*** Opening TASK INPUTS ***

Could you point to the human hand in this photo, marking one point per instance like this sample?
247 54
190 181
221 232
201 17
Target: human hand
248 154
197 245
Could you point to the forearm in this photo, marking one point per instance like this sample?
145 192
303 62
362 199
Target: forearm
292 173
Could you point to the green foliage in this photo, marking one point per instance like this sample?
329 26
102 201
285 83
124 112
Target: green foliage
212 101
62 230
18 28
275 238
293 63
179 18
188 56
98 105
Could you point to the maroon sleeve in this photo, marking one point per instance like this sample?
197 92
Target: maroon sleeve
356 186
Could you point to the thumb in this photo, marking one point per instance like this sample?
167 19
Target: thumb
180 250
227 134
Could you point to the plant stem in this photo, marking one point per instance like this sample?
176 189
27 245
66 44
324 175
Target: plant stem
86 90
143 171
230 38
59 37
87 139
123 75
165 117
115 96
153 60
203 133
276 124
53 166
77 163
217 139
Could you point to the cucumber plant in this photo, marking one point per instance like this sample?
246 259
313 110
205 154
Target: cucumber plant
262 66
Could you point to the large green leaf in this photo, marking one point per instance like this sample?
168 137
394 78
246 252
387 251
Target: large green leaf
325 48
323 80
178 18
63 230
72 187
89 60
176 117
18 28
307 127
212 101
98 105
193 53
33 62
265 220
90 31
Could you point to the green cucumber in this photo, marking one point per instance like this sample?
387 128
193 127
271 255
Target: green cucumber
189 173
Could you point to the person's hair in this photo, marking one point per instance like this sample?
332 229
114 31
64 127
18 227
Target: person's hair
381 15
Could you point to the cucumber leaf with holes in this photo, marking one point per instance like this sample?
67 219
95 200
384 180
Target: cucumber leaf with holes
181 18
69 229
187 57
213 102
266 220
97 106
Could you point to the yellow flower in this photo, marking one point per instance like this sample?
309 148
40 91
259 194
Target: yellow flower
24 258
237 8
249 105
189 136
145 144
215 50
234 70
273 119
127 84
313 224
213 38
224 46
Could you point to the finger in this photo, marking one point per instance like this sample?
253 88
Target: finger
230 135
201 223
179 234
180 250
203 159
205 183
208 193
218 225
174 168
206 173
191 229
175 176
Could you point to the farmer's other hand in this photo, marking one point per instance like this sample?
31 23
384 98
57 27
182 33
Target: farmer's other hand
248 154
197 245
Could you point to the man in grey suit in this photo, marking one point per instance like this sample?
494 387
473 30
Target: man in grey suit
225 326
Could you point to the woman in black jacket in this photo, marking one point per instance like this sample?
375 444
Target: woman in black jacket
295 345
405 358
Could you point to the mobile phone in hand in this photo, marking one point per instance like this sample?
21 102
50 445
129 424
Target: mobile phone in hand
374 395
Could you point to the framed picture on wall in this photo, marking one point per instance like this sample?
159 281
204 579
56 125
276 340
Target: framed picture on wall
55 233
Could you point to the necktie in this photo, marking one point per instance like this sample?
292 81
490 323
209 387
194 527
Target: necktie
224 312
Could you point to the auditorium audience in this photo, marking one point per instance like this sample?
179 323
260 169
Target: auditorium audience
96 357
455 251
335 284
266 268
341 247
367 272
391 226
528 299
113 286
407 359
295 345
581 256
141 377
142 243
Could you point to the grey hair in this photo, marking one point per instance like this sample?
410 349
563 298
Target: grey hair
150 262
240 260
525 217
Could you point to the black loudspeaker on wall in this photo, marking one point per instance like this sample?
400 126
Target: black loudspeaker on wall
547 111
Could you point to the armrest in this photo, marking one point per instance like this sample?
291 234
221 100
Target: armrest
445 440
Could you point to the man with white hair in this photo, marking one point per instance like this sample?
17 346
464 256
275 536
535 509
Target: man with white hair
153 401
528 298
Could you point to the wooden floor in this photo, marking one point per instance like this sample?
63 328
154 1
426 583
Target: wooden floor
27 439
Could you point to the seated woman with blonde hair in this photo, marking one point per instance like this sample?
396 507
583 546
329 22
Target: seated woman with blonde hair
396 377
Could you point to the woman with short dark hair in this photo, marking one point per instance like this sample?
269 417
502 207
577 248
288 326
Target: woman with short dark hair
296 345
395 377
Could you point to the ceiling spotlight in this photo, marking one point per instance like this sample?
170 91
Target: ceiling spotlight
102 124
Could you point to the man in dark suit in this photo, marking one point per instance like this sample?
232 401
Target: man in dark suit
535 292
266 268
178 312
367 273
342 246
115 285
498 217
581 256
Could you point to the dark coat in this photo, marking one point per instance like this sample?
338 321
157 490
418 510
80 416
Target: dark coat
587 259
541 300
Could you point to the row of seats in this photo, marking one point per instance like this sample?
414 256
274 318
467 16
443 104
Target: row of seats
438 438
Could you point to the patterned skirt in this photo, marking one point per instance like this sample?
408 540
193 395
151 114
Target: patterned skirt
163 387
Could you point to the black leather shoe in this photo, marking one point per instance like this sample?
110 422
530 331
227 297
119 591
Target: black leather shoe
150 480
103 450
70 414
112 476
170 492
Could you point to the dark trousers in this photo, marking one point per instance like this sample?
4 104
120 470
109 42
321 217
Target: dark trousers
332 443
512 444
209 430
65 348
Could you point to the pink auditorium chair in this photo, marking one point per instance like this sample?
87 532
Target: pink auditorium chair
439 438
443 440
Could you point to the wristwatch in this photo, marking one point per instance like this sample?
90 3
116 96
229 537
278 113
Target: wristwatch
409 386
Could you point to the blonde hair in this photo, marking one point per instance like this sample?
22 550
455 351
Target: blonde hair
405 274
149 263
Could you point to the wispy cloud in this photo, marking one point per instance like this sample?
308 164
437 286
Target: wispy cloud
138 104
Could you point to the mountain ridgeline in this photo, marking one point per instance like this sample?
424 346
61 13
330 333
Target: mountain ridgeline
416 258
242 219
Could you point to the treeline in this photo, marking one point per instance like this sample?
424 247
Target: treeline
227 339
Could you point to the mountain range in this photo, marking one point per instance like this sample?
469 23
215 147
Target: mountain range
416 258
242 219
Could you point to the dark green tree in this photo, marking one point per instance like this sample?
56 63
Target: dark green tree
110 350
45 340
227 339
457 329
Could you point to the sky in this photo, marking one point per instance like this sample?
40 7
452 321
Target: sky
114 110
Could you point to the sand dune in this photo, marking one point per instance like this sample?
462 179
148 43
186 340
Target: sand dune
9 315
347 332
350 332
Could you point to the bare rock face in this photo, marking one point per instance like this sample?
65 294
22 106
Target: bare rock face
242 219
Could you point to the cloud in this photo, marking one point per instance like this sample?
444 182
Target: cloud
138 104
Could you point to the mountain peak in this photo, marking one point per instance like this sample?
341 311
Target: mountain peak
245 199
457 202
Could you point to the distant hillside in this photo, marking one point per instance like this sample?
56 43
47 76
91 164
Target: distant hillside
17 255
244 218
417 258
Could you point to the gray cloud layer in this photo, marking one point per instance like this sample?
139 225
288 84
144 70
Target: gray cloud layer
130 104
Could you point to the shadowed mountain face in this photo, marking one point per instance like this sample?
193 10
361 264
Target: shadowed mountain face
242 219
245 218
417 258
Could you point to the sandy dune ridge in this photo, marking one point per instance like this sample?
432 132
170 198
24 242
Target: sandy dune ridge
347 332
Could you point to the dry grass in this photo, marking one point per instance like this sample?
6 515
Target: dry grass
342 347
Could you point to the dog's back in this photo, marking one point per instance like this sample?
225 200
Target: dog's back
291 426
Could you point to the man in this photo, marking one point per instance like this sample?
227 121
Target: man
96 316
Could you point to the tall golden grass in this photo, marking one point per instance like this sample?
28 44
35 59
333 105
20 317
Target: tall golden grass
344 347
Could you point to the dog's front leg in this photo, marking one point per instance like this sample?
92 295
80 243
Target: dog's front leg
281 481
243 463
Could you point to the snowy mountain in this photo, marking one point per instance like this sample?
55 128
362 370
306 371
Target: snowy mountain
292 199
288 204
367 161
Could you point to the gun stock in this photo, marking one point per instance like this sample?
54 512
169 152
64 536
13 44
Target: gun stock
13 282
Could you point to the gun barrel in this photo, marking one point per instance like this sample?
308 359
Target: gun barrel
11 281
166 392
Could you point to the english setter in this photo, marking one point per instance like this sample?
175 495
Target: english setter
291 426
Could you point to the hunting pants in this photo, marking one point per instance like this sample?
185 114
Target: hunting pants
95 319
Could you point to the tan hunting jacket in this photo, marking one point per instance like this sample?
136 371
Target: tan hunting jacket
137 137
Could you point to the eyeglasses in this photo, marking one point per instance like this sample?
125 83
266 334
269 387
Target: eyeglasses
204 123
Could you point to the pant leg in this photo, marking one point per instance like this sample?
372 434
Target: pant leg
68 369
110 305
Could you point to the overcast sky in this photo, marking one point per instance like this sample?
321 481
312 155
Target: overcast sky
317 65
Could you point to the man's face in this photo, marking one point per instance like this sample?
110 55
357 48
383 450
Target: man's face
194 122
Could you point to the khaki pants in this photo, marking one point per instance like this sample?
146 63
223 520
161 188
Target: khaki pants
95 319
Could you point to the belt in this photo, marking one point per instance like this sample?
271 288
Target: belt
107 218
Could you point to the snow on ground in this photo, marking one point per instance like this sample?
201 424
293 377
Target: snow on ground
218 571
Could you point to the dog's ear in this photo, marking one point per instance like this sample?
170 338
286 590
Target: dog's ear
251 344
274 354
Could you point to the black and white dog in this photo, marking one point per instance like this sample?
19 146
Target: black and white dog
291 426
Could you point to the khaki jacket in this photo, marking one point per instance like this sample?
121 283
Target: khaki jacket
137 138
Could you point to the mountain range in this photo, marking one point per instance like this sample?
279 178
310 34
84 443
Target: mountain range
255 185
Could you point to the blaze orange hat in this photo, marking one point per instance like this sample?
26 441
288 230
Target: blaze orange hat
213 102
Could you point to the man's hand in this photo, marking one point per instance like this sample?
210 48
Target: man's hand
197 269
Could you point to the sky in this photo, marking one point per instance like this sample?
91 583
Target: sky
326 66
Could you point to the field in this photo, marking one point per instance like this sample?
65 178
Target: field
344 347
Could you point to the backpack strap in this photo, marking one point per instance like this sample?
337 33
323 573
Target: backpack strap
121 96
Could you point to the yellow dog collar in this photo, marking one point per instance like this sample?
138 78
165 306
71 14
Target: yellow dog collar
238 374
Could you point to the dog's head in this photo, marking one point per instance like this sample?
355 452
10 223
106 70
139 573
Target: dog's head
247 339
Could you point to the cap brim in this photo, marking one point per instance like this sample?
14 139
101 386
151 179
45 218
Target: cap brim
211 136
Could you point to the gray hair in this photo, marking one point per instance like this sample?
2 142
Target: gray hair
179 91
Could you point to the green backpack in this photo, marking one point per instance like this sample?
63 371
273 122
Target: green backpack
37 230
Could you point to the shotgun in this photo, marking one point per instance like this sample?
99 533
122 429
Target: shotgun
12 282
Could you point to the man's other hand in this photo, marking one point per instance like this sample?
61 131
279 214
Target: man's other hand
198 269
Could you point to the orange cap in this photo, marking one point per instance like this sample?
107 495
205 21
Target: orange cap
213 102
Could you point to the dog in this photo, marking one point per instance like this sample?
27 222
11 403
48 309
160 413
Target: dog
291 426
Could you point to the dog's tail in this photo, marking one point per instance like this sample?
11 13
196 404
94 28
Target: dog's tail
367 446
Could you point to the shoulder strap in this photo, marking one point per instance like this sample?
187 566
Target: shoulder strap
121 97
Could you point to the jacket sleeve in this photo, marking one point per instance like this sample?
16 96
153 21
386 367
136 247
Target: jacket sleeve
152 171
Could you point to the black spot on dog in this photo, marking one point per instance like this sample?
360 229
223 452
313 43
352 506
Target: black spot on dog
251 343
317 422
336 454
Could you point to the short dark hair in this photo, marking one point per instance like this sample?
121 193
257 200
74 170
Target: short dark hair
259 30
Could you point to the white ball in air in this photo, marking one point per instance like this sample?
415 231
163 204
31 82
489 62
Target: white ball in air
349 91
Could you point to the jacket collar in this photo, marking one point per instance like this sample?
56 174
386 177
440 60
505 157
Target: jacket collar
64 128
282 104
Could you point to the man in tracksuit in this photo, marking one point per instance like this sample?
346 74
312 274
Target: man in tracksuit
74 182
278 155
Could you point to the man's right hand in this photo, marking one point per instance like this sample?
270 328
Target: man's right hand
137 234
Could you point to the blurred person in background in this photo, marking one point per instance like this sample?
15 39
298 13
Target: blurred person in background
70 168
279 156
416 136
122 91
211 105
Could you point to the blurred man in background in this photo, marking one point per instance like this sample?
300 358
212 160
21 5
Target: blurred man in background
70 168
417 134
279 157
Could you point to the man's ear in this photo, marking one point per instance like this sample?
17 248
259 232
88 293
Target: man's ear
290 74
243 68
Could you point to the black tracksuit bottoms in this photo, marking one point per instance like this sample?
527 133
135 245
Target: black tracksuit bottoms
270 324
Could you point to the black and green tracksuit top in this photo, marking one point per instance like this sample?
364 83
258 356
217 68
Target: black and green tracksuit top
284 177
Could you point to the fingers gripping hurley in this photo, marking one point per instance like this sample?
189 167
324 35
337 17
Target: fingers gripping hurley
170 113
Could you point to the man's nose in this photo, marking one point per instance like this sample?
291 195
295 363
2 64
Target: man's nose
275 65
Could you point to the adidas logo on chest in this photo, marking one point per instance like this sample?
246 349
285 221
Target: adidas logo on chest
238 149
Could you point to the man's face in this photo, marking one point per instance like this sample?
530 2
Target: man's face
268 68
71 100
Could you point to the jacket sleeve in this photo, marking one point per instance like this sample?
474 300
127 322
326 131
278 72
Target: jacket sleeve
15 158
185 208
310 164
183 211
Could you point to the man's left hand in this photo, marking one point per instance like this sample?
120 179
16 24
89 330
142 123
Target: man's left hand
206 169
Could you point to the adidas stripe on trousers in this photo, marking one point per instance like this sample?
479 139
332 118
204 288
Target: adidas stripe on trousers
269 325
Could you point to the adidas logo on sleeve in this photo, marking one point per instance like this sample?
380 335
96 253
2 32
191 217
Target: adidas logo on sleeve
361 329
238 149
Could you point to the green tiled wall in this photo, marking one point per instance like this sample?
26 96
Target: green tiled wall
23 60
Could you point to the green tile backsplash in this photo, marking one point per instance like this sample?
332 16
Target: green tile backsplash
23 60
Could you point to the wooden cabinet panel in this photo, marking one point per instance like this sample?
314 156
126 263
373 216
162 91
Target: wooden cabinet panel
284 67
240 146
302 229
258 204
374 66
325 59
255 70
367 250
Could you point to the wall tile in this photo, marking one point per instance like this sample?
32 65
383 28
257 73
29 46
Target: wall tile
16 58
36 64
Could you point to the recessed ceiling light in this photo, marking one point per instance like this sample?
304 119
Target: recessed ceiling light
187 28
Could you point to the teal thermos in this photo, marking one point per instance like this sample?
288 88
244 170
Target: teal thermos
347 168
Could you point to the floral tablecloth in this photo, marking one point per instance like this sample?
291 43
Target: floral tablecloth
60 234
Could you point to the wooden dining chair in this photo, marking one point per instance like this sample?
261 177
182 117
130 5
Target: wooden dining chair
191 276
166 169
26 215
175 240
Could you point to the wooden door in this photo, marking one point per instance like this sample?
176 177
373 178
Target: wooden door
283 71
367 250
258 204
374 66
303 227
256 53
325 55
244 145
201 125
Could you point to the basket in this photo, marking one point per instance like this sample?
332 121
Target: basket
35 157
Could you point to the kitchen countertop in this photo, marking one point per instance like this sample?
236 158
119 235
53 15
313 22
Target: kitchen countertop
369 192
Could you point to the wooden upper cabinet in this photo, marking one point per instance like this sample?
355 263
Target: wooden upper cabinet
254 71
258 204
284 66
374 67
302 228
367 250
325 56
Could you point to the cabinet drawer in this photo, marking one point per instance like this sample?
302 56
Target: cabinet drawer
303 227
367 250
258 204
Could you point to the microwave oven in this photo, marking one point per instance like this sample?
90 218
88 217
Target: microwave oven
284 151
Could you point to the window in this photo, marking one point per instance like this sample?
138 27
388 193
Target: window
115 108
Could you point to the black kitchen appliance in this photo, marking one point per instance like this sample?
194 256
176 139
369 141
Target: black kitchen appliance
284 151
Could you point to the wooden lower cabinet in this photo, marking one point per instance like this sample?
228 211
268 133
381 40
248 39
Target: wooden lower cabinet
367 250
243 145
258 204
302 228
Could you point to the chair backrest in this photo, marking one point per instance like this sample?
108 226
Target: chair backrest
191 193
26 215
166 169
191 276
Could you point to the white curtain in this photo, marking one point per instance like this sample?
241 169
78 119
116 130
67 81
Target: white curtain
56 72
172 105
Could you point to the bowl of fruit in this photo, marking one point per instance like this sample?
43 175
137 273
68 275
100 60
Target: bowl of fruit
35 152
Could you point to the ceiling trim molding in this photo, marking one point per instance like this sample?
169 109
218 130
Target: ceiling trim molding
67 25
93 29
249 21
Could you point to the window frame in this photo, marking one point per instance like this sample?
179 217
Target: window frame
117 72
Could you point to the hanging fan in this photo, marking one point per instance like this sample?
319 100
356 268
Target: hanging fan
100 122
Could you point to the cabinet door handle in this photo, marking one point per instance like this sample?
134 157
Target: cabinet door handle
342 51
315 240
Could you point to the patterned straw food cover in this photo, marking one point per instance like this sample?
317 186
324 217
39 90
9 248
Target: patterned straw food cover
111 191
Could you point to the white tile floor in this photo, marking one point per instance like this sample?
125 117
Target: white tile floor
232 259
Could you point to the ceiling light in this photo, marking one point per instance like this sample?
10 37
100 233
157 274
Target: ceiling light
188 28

*** Closing TASK INPUTS ***

In your reply, restate exactly the lines from the start of the records above through the line holding "Could you point to the maroon", including both, and nothing else.

Could you point to the human hand in this photo, marking one point per instance like this sample?
247 54
190 181
221 232
201 17
Target: human hand
248 154
197 245
Could you point to the forearm in this photo, marking one point per instance like this sample?
145 192
303 62
362 199
Target: forearm
292 173
Could you point to the green foliage in this photo, marking one point per instance like this sample?
329 26
102 201
285 83
124 112
Target: green foliage
212 101
62 230
18 28
275 238
293 63
179 18
188 56
98 105
Could you point to the maroon sleeve in this photo, marking one point per instance like this sample?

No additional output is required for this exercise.